▶ [Work request]: Search the data for "gray". Return each matching line.

---+---

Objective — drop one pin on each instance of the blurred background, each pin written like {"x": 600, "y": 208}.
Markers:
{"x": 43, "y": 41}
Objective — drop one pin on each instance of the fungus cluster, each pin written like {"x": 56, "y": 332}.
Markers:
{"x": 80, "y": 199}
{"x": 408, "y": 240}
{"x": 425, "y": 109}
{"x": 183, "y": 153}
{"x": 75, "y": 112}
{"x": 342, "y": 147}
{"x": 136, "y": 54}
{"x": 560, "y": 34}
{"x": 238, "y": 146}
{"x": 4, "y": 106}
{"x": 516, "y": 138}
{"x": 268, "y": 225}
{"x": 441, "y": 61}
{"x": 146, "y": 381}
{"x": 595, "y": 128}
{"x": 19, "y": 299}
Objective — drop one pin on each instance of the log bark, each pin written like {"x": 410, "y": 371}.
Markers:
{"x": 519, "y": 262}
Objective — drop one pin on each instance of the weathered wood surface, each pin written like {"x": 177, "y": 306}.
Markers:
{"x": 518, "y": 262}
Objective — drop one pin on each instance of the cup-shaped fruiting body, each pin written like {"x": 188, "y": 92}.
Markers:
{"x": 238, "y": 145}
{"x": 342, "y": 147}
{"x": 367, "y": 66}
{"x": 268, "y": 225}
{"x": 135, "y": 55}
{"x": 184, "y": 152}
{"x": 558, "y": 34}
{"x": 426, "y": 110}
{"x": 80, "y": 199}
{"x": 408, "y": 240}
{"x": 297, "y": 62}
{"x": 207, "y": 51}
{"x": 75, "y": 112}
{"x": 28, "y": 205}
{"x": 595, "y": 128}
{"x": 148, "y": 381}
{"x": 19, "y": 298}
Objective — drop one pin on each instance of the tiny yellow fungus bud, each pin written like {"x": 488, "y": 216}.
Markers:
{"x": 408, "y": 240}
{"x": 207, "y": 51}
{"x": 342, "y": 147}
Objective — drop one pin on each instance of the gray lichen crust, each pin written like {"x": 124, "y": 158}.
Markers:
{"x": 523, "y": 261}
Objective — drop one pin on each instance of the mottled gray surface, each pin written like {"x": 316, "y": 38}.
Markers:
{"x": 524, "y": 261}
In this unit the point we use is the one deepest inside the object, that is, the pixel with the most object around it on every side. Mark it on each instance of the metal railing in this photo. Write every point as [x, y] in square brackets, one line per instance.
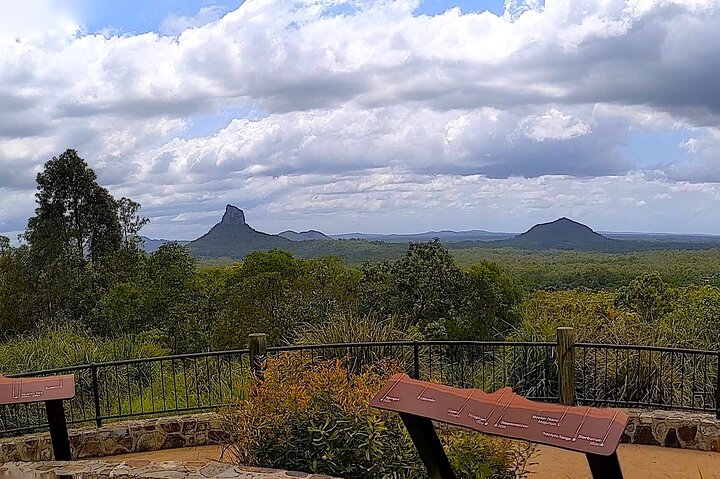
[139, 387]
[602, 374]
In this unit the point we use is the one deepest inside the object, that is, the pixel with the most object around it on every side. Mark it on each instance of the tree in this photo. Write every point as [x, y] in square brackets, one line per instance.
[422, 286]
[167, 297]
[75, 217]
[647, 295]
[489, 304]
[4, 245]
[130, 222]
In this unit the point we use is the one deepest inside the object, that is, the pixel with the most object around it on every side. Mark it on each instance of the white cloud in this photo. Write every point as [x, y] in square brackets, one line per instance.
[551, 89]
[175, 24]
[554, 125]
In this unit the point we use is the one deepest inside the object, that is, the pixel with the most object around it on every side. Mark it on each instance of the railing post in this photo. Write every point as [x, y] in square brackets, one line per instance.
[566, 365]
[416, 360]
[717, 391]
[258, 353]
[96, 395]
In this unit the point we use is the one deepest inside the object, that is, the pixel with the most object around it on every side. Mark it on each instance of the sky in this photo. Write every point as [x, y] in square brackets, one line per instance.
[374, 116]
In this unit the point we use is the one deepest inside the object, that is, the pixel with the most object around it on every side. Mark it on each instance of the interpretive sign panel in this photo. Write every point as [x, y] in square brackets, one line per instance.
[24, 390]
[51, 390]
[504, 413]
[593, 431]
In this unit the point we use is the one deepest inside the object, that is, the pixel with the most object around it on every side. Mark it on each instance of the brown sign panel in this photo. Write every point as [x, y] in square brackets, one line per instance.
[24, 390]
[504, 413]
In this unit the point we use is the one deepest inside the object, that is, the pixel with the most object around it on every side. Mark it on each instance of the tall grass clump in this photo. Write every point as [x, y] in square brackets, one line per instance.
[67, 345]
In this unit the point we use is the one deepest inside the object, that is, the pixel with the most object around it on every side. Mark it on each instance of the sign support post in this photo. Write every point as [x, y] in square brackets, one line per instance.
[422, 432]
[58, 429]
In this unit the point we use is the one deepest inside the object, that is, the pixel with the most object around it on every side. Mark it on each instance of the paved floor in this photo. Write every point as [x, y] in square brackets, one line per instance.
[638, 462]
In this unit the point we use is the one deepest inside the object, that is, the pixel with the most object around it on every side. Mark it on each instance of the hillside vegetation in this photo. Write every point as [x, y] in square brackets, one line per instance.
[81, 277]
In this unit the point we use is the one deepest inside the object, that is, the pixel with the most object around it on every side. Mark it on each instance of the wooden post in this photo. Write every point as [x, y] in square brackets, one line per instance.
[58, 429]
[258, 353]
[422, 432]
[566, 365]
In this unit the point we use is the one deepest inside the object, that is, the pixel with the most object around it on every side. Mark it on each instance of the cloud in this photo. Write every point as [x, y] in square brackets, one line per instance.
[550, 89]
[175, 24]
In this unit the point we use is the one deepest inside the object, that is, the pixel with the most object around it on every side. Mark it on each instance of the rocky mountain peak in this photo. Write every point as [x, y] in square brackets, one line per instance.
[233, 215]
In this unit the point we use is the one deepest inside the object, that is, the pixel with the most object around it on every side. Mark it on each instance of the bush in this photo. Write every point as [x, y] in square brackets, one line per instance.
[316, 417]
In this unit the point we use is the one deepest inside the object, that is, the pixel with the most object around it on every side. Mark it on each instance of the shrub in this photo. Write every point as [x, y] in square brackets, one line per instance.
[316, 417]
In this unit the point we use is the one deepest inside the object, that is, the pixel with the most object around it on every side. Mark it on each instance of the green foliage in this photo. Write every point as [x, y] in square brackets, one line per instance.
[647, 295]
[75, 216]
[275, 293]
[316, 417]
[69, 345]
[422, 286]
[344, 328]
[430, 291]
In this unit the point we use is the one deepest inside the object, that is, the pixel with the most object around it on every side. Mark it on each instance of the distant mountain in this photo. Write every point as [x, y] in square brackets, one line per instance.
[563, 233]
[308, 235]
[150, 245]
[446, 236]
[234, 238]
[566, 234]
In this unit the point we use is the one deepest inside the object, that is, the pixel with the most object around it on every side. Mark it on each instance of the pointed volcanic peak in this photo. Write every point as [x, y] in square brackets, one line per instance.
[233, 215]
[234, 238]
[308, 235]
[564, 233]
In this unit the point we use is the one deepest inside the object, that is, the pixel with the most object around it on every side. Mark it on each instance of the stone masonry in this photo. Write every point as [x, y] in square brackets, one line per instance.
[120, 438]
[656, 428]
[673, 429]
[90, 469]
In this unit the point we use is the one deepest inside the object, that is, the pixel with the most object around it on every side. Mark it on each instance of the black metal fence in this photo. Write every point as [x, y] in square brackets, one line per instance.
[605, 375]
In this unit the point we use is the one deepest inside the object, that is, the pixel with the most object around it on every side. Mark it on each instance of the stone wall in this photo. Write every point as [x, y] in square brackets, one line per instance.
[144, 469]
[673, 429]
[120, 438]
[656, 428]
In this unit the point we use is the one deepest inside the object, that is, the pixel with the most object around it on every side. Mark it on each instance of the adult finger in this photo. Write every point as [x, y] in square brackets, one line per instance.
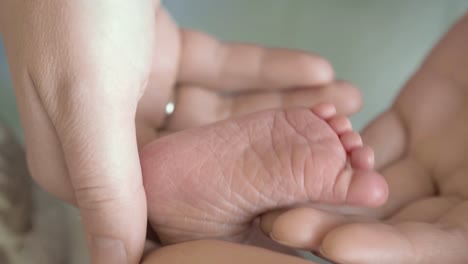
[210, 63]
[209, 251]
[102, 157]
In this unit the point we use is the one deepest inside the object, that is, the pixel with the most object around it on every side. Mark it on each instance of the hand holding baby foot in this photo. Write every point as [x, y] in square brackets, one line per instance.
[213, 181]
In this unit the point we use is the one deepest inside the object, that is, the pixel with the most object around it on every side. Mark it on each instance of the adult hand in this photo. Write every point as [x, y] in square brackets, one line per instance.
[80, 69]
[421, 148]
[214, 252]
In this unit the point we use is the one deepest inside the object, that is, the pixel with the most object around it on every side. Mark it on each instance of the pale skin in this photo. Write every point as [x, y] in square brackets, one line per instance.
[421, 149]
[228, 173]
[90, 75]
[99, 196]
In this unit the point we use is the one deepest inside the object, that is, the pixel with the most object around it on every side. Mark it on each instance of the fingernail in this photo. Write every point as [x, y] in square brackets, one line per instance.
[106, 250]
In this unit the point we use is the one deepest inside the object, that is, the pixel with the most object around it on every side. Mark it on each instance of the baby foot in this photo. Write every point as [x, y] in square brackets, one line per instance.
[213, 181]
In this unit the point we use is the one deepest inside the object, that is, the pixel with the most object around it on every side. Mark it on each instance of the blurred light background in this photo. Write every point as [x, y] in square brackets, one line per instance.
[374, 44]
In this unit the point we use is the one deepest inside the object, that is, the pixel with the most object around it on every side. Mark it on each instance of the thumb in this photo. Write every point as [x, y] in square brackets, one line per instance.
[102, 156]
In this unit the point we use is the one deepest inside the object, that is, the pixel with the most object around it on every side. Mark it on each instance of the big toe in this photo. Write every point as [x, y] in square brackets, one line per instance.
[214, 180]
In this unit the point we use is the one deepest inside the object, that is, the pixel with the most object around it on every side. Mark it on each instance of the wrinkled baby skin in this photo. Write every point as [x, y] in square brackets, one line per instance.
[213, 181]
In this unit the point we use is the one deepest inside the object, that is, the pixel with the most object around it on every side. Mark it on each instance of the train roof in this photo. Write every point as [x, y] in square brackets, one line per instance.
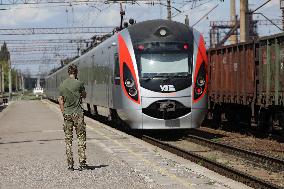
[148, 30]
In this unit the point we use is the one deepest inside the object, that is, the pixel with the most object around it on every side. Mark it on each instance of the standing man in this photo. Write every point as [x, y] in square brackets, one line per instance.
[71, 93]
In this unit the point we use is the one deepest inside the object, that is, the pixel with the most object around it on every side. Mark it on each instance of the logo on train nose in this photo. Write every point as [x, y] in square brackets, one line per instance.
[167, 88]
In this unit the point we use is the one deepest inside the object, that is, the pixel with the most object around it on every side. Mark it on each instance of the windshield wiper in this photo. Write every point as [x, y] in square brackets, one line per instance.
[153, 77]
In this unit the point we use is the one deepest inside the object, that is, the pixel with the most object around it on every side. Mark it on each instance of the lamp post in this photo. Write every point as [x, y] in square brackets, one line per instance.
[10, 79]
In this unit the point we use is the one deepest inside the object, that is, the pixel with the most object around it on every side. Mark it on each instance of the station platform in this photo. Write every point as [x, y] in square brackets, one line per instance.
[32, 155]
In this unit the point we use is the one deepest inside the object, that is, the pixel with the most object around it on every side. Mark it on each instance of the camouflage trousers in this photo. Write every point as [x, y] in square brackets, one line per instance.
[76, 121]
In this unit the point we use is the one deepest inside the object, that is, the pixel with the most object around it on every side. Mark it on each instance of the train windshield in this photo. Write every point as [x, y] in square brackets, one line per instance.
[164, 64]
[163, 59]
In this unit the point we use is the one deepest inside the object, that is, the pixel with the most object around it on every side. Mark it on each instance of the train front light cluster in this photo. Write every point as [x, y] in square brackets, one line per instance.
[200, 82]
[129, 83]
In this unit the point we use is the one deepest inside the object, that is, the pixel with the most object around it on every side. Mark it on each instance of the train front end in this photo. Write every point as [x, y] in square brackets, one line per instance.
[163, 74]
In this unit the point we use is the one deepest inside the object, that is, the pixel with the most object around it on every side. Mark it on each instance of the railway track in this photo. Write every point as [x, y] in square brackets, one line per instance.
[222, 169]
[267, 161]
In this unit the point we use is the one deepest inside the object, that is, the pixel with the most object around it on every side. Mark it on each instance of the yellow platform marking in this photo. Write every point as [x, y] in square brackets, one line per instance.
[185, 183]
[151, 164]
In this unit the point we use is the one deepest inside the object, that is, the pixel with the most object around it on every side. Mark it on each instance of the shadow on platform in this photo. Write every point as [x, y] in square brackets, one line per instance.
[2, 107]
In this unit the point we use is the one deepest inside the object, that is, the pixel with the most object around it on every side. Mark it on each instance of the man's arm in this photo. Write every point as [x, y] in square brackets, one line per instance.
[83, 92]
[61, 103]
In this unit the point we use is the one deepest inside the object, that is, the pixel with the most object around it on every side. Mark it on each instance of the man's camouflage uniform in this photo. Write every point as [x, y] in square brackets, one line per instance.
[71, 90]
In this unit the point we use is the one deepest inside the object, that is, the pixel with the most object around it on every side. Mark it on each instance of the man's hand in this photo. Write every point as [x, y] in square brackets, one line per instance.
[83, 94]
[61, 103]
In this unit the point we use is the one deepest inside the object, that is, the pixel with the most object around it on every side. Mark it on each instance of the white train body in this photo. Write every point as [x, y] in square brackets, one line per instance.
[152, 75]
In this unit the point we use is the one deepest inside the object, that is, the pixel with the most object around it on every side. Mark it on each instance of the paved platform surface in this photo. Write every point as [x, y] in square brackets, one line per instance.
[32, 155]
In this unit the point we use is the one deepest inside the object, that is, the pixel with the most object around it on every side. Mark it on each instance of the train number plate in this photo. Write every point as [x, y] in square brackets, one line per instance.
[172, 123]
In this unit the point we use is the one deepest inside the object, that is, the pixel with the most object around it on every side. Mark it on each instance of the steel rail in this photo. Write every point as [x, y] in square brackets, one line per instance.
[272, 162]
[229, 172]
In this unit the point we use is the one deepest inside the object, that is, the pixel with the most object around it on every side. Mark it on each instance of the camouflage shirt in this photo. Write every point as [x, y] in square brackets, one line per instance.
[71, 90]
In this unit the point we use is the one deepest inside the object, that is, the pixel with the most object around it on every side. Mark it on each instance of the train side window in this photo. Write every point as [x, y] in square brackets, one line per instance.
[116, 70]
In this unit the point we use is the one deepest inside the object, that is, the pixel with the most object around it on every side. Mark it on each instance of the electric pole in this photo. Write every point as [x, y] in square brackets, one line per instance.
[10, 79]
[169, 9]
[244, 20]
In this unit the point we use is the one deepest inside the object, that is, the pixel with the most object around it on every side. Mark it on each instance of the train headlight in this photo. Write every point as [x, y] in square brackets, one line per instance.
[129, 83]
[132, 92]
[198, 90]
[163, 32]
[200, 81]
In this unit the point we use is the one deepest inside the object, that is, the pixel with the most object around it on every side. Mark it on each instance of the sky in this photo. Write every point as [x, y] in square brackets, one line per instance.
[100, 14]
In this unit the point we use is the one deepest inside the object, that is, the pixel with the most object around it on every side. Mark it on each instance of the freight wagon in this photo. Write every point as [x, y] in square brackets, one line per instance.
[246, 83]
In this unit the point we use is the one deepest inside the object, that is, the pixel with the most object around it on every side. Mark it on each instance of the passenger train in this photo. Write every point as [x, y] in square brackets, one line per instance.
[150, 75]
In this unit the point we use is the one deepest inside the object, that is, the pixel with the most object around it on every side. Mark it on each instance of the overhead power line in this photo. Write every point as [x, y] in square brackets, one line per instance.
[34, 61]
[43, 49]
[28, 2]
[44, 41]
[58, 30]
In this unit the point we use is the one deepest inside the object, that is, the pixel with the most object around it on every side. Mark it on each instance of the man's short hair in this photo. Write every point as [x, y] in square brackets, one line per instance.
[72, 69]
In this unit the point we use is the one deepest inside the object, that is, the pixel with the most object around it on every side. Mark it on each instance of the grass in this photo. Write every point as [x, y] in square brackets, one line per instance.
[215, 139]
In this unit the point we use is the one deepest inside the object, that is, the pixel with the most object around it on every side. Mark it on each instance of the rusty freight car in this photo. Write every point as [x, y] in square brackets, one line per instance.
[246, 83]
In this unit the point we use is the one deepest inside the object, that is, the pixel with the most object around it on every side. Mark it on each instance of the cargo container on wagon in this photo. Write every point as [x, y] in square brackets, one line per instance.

---+---

▶ [Task result]:
Objective — drop one pin on each instance of the gray lichen crust, each pin written like {"x": 124, "y": 158}.
Objective — drop one pin on each instance of the mottled gray surface, each pin written like {"x": 316, "y": 38}.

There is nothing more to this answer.